REQUIREMENTS — Please write out the material below exactly as given.

↓

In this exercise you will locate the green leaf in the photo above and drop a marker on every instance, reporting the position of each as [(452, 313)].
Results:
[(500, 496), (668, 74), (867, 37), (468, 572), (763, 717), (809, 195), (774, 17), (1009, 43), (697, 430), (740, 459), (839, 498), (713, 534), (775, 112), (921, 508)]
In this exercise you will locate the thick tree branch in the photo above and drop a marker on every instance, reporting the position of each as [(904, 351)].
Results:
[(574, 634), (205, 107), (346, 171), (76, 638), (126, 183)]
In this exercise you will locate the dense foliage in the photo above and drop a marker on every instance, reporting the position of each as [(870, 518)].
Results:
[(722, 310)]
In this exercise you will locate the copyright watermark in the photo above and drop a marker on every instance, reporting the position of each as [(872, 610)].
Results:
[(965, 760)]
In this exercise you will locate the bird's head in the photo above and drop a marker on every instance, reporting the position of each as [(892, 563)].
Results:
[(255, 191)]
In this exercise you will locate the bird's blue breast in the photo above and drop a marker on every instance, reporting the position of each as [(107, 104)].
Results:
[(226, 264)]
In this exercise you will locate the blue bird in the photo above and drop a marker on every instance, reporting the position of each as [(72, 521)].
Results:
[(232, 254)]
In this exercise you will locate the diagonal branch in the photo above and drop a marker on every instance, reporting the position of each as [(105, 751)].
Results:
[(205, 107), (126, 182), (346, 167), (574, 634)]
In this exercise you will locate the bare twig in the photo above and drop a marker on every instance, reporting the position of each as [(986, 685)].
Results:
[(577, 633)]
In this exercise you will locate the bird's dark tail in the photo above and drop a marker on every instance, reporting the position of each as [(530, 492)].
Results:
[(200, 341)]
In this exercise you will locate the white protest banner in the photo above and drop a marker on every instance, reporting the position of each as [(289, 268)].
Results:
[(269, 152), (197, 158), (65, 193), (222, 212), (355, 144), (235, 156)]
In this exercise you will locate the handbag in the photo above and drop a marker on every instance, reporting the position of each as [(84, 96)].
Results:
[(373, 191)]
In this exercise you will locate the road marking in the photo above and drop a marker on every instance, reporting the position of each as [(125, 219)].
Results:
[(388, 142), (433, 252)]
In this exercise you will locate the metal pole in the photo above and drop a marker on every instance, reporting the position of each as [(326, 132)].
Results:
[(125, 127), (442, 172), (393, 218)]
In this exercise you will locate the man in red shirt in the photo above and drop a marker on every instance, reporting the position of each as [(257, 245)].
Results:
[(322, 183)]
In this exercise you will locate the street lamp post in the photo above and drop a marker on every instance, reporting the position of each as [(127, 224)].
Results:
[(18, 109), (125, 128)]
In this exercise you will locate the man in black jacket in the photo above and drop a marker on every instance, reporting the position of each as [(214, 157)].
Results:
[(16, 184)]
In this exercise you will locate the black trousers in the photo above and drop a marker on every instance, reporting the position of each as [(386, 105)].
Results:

↑

SOLUTION TO THE EXERCISE —
In this exercise you will locate the green leaf in the photo above and drop a marker on every instance, reporting the position of each as [(452, 313)].
Results:
[(500, 496), (668, 74), (867, 37), (468, 572), (763, 717), (809, 195), (774, 17), (1009, 43), (697, 430), (740, 459), (839, 498), (713, 534), (775, 112), (921, 508)]
In this exercise you will locate the thick tree branch in the photo above and drop a marker on every instance, reporting the position of each as [(904, 351)].
Results:
[(574, 634), (205, 107), (346, 171), (76, 638), (126, 183)]
In this exercise you will locate the dense foliage in the photo above and drop a marker on every instance, reporting the position of each as [(870, 518)].
Results:
[(722, 310)]
In this exercise you will locate the copyright watermark in the photo above and drop a marker on every instance, reporting the position of each as [(872, 610)].
Results:
[(965, 760)]
In this exercise you will locate the bird's head in the photo above and drop a marker on every instance, reporting the position of each as [(892, 563)].
Results:
[(255, 191)]
In this exercise you will locate the bird's blue breast in the photo above and drop a marker on every instance, reporting the position of each as [(107, 104)].
Results:
[(226, 264)]
In this exercise you will locate the blue bird in the photo above and drop a marker on every instance, reporting the position of each as [(72, 521)].
Results:
[(232, 254)]
In this exercise you will locate the diagonal branch in the photo above and drop a marker on every instance, reporting the position of each as [(105, 751)].
Results:
[(205, 107), (126, 182), (346, 167), (574, 634)]
In this exercise you will locate the bare twig in the photo above and drop a marker on every instance, reporting the position of each as [(986, 685)].
Results:
[(577, 633)]
In this exercise you will locate the bird's dark tail in the photo above and drop a marker on every instance, reporting the position of each as [(530, 492)].
Results:
[(200, 341)]
In this exercise you will locate the white protest banner in the photo above and drop a marker on every instance, reporting the position of each as [(289, 268)].
Results:
[(269, 152), (197, 158), (65, 193), (222, 212), (355, 144), (235, 156)]
In this exercise you will locate the handbag in the photo above and drop a marker on every instance, reporting the position of each as [(84, 96)].
Results:
[(373, 191)]
In this exercise you will locate the road marking in the photo above and drop a marker on every instance, reporting the position of each as [(125, 219)].
Results:
[(388, 142), (433, 252)]
In this exercise you will locate the metal pole in the photo above and drop a marker on every instance, reporting the position of each as [(326, 132)].
Results:
[(125, 127), (442, 172), (393, 218)]
In this exercise you will locate the man in red shirt in the photo above and drop a marker on every instance, reporting the position of each as [(257, 245)].
Results:
[(322, 183)]
In this exercise you will locate the street lamp post in the photo above and drop a marker on every instance, reporting the position of each as [(127, 224)].
Results:
[(18, 109), (125, 128)]
In this exercise you will locate the man in black jacket in the photo above and drop a marker on every instance, reporting the position of each as [(214, 157)].
Results:
[(16, 184)]
In this exercise you will locate the black trousers in the photo above and drop a marker on every instance, reporting the position of each as [(386, 105)].
Results:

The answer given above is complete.